* Direction: Print the line that contains "point_to MUST return one point per instance of the rocky" and every line after it through the last line of the records below, exactly as written and nothing else.

* Task input:
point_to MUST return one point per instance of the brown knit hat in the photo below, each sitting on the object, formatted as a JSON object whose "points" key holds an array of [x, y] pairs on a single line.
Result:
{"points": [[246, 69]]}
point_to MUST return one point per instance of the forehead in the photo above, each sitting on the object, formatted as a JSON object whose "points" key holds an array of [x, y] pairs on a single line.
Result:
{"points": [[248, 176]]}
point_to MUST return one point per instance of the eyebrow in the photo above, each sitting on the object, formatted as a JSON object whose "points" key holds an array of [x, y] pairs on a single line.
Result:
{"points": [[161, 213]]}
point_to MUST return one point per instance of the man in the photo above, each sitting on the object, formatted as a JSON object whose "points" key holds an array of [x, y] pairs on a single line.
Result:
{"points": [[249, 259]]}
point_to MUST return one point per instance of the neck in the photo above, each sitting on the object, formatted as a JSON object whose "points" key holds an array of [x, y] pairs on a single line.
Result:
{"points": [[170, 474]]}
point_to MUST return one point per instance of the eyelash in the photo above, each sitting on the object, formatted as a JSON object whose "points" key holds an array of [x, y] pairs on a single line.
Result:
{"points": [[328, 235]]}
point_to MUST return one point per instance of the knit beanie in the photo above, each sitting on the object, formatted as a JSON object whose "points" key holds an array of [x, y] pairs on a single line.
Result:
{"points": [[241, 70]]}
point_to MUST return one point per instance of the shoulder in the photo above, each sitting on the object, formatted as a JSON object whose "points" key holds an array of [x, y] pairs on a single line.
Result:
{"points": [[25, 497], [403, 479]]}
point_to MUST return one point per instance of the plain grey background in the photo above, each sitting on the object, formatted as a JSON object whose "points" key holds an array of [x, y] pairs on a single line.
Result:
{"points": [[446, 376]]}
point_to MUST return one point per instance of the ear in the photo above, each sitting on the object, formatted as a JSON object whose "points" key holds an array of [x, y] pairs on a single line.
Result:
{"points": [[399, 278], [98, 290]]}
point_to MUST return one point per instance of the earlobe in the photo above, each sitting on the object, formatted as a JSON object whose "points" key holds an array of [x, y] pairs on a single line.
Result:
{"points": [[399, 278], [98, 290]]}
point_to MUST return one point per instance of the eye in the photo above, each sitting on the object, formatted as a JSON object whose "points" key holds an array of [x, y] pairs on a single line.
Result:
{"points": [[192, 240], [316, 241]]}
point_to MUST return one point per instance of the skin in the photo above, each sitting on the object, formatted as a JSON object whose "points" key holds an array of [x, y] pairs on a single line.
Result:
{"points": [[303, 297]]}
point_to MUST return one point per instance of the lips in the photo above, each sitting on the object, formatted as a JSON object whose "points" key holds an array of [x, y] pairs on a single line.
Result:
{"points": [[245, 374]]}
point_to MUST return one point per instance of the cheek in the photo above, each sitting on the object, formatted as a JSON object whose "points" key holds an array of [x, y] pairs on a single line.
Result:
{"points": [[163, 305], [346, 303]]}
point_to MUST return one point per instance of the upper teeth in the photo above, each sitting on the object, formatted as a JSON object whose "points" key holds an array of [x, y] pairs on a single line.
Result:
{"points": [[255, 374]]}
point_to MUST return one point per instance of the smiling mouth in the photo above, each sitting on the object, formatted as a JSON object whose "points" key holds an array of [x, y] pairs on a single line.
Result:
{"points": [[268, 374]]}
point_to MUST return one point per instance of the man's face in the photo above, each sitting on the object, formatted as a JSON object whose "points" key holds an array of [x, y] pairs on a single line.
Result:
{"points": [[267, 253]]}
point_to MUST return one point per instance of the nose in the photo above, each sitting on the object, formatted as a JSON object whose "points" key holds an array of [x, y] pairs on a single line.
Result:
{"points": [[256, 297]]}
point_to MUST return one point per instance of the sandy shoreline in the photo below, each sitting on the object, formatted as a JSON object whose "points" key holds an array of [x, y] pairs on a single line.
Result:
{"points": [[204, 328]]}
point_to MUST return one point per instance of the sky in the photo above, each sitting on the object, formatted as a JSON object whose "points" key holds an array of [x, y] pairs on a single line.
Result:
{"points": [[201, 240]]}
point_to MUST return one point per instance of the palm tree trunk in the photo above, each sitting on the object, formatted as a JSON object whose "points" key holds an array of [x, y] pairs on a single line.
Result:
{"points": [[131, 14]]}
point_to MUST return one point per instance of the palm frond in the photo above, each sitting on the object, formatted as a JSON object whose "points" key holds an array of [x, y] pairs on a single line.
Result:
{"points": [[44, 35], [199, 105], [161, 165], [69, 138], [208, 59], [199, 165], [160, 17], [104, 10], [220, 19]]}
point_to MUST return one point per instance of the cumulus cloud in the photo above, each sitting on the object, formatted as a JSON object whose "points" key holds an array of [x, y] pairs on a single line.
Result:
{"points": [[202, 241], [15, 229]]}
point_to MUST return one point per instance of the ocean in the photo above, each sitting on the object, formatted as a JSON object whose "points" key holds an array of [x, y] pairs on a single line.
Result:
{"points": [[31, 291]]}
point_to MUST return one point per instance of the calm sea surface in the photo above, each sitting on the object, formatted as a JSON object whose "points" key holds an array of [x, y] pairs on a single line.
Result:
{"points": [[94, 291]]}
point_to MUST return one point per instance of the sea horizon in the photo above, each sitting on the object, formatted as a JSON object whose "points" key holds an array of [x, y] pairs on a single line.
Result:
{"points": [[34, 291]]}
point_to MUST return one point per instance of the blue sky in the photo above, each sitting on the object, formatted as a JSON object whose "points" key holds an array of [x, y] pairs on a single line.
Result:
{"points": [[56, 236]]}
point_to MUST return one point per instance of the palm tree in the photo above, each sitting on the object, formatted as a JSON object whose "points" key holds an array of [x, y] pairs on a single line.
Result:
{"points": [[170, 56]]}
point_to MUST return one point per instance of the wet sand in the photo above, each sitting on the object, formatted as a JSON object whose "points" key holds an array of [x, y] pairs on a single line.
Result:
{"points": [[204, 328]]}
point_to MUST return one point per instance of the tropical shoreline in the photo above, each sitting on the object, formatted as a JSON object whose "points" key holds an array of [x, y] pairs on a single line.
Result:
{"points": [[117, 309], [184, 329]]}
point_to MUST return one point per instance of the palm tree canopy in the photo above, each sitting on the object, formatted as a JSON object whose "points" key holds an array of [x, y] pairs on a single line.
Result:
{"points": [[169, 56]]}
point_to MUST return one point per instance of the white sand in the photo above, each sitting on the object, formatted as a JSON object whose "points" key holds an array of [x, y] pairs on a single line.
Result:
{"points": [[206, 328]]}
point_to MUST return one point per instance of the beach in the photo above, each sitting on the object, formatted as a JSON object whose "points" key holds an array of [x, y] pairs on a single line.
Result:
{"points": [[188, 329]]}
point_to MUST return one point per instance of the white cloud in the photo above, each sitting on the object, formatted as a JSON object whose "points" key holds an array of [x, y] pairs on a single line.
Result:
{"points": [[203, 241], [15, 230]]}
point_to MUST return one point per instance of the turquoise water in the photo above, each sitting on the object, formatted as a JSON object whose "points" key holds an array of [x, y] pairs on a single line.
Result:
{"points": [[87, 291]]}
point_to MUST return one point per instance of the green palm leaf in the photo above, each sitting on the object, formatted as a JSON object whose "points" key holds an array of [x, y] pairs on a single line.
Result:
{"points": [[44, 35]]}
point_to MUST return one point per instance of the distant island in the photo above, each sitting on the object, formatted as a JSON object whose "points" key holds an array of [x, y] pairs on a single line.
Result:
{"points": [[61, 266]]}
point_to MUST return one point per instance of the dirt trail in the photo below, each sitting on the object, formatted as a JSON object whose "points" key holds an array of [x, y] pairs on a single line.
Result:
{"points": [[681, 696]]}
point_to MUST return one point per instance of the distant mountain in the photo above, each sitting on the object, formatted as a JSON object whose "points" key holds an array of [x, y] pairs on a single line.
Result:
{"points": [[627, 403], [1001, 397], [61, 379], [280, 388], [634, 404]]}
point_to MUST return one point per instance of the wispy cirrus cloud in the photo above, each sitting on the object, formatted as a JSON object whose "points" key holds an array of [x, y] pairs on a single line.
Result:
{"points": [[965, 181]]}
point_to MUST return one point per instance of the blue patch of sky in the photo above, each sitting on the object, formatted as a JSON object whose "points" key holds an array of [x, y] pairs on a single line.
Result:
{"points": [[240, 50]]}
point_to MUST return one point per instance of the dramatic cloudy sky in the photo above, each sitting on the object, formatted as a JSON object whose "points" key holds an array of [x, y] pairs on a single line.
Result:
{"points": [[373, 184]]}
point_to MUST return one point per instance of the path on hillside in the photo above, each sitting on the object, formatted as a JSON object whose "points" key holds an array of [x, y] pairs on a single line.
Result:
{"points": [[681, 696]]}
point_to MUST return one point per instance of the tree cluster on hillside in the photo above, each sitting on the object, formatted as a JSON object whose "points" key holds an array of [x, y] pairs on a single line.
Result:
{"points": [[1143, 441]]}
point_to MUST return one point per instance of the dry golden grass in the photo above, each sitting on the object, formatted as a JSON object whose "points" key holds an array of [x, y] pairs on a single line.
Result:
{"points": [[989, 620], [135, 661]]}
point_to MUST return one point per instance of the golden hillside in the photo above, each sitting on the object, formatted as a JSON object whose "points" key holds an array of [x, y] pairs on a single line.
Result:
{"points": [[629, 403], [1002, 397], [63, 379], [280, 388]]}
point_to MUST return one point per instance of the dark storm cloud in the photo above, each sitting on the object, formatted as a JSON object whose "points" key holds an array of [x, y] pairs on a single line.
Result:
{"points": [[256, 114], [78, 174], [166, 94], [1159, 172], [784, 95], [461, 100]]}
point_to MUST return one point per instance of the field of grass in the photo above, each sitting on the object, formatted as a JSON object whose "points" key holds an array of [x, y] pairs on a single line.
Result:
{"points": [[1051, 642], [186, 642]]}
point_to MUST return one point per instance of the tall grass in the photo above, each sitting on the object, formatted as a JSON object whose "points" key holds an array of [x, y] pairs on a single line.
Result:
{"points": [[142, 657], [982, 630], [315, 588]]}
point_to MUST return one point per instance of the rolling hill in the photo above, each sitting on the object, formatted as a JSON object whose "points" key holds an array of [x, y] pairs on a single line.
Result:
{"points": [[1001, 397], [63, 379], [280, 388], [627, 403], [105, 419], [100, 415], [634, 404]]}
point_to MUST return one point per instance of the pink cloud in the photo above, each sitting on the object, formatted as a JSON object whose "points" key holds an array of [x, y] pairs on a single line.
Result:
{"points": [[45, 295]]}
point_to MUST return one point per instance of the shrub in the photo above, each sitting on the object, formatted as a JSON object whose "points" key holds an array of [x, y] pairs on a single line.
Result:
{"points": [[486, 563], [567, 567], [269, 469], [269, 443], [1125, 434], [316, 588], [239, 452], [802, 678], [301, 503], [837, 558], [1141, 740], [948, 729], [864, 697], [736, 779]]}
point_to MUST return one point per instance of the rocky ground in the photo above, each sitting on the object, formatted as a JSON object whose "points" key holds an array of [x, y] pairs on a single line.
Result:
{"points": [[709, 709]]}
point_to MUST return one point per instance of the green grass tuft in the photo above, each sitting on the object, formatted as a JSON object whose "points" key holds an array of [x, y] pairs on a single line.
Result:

* Response below:
point_to MUST return one point per instance of the rocky ground in the photo above, each sitting on the object, formatted as a JSON object whose "points" key holds an array of [x, y] pairs on a single line.
Result:
{"points": [[709, 709]]}
point_to MUST return one point per instance of the green grass tuft in the photo above, each sitting on the object, formatted as a JSON object whose "points" key holds an array of [x, y] pairs on a single line.
Result:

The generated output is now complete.